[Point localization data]
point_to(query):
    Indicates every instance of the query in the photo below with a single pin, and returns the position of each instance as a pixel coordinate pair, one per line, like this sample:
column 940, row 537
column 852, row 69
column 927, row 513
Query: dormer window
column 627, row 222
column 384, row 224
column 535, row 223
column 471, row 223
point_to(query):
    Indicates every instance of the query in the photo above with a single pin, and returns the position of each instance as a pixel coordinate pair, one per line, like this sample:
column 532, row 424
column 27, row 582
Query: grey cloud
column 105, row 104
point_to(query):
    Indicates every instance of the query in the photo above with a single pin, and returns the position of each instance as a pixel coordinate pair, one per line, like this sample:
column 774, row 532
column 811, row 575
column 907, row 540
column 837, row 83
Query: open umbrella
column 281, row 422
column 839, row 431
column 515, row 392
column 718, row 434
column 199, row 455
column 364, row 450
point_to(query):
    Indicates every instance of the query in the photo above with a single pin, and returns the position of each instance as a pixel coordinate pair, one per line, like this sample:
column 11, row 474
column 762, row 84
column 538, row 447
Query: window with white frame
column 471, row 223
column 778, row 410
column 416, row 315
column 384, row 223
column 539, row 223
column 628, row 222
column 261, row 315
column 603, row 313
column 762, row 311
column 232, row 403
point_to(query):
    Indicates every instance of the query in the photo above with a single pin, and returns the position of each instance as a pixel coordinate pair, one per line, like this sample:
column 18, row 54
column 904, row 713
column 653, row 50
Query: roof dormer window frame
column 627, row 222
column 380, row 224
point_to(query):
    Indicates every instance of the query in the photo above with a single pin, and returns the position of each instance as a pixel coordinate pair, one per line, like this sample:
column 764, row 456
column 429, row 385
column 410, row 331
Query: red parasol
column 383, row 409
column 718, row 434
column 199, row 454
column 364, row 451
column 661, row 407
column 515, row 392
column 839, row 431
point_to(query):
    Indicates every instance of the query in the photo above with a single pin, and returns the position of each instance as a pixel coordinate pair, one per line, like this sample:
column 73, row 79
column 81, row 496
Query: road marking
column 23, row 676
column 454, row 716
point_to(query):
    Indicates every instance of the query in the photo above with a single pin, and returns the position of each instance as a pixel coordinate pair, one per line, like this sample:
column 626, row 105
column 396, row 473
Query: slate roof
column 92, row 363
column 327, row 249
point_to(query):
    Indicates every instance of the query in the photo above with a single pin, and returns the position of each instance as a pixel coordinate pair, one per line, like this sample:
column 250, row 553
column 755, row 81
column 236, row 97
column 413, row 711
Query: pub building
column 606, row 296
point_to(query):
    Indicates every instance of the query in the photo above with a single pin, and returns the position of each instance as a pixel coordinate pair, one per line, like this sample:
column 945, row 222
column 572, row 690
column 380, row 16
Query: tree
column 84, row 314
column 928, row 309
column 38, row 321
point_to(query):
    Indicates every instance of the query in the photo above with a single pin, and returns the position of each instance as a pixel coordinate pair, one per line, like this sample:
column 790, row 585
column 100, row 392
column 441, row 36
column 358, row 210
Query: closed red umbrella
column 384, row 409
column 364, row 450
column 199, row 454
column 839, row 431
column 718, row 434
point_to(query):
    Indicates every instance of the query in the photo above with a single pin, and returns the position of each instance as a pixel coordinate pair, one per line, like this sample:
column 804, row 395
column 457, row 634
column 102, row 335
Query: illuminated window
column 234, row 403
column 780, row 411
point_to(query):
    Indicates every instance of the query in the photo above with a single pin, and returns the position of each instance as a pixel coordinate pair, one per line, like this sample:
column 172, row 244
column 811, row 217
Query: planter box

Task directions —
Only the lines from the one containing "column 172, row 244" through the last line of the records belong in the answer, each written out exactly.

Written answer —
column 172, row 244
column 811, row 217
Query: planter box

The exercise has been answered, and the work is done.